What is being asked: Please count the lines in the records below that contain the string "water", treating uppercase and lowercase as different. Reply with the number alone.
-- Start Given records --
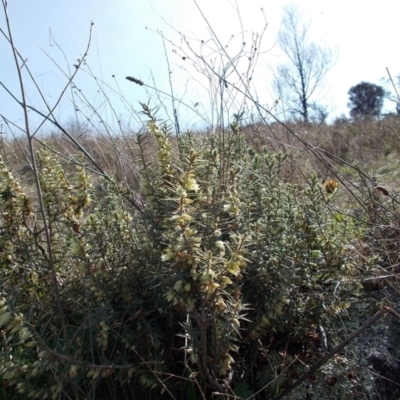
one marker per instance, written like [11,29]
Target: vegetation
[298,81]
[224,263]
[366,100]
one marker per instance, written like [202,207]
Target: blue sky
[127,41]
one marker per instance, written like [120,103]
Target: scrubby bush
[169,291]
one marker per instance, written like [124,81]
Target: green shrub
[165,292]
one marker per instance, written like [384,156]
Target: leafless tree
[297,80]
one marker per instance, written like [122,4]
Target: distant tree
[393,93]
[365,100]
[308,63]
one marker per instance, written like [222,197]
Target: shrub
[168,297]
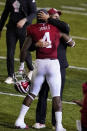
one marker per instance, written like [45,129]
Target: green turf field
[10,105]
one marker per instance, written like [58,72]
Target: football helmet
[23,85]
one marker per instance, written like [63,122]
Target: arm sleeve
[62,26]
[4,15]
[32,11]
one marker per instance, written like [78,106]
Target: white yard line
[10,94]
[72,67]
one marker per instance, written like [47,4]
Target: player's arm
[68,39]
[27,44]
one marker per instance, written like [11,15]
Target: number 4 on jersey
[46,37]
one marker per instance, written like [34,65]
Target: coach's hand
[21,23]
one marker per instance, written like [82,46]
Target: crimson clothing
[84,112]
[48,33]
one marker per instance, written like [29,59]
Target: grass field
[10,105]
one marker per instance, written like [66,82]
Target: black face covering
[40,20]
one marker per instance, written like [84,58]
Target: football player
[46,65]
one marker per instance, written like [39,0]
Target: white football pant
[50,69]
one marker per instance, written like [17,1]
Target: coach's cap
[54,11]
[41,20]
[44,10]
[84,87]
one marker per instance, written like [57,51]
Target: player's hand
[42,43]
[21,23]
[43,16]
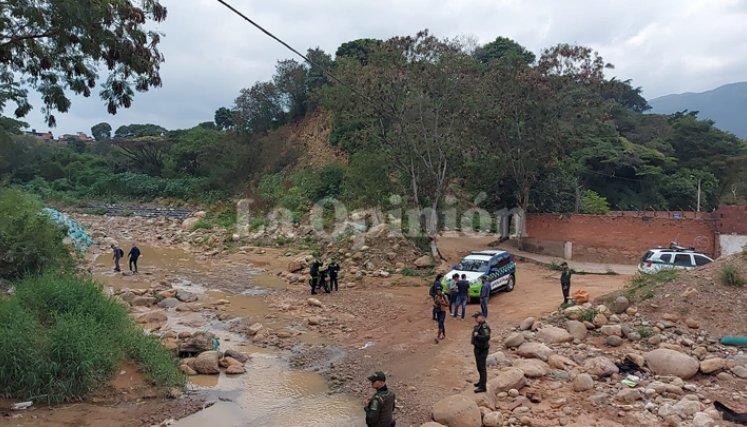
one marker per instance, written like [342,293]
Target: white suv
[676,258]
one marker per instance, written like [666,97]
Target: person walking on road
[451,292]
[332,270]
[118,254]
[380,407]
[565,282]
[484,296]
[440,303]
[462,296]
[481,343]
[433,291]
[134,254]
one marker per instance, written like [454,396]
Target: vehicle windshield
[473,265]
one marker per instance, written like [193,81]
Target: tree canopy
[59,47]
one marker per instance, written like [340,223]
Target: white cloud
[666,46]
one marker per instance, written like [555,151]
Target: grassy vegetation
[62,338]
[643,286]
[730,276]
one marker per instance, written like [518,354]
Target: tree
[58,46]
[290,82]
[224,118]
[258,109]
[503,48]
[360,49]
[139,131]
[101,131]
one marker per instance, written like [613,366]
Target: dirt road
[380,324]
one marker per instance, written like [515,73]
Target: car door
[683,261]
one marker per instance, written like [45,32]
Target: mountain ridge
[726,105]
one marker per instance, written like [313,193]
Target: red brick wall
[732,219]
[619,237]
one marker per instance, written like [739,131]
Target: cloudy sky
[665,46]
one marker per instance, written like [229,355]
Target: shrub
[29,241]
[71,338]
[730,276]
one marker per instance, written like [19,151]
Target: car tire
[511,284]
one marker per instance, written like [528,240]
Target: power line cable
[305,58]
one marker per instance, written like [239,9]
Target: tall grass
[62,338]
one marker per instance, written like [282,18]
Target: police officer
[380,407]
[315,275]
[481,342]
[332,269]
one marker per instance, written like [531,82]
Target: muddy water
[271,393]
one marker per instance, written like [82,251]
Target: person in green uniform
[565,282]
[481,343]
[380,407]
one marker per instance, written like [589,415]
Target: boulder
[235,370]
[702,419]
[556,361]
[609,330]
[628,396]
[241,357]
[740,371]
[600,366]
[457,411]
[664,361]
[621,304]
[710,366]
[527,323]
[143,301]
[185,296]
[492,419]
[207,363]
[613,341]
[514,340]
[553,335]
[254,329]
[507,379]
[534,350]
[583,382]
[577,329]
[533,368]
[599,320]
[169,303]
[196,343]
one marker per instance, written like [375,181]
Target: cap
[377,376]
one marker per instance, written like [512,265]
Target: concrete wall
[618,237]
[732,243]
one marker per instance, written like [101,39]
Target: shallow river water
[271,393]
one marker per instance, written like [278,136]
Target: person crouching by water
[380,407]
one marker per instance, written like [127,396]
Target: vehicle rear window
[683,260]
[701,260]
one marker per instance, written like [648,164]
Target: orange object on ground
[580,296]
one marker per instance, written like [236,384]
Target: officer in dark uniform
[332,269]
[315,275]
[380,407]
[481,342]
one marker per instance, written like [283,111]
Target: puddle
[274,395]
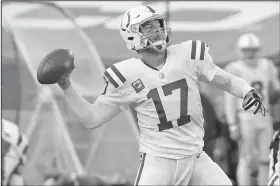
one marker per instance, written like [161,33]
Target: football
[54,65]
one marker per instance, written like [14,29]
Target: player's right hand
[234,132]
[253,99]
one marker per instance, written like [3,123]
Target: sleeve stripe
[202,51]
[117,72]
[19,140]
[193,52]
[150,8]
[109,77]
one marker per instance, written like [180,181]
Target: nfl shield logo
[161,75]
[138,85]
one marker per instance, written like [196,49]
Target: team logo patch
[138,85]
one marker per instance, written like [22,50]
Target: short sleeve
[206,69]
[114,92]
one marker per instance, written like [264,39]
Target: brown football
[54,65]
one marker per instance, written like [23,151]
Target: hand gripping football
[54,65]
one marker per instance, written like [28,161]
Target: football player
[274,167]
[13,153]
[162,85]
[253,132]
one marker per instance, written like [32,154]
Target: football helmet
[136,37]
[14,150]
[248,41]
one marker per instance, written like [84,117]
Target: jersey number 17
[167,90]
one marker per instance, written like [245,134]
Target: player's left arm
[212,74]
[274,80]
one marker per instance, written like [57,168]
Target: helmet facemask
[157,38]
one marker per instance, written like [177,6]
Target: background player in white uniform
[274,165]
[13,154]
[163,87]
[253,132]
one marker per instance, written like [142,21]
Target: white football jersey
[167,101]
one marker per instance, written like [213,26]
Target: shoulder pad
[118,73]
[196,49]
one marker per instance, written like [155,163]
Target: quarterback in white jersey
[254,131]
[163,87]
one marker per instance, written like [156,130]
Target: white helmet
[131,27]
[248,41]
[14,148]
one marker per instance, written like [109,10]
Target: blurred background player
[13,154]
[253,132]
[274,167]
-- End Given records --
-- Start Given records --
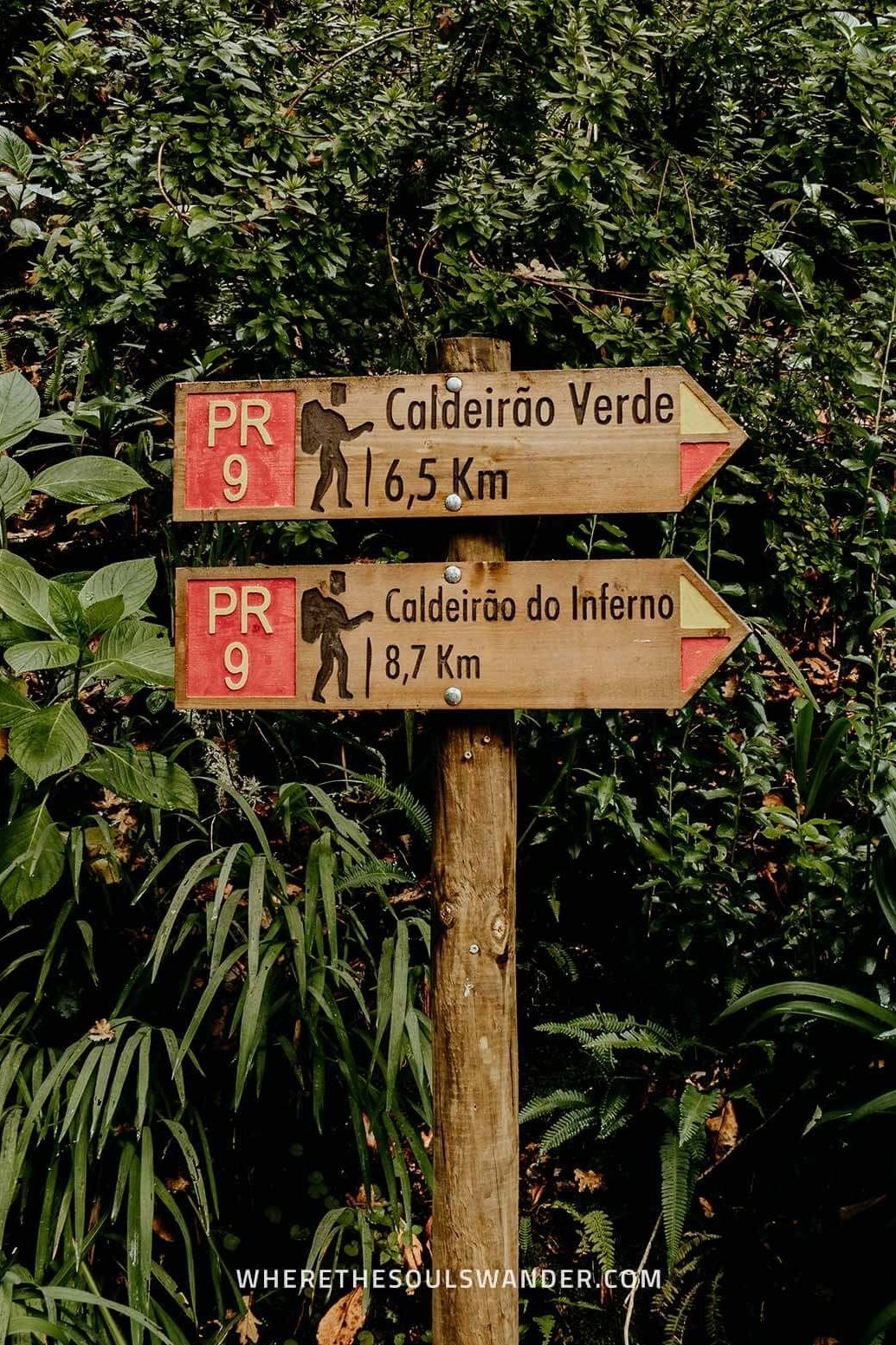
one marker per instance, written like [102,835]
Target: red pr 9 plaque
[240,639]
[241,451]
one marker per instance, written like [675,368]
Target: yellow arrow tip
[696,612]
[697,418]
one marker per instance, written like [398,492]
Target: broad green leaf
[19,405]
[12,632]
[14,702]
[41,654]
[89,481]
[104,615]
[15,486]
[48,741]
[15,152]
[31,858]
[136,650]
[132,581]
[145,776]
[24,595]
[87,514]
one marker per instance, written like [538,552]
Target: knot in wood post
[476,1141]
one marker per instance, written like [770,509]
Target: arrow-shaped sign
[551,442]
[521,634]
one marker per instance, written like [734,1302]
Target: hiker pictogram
-- End Given records --
Response: 3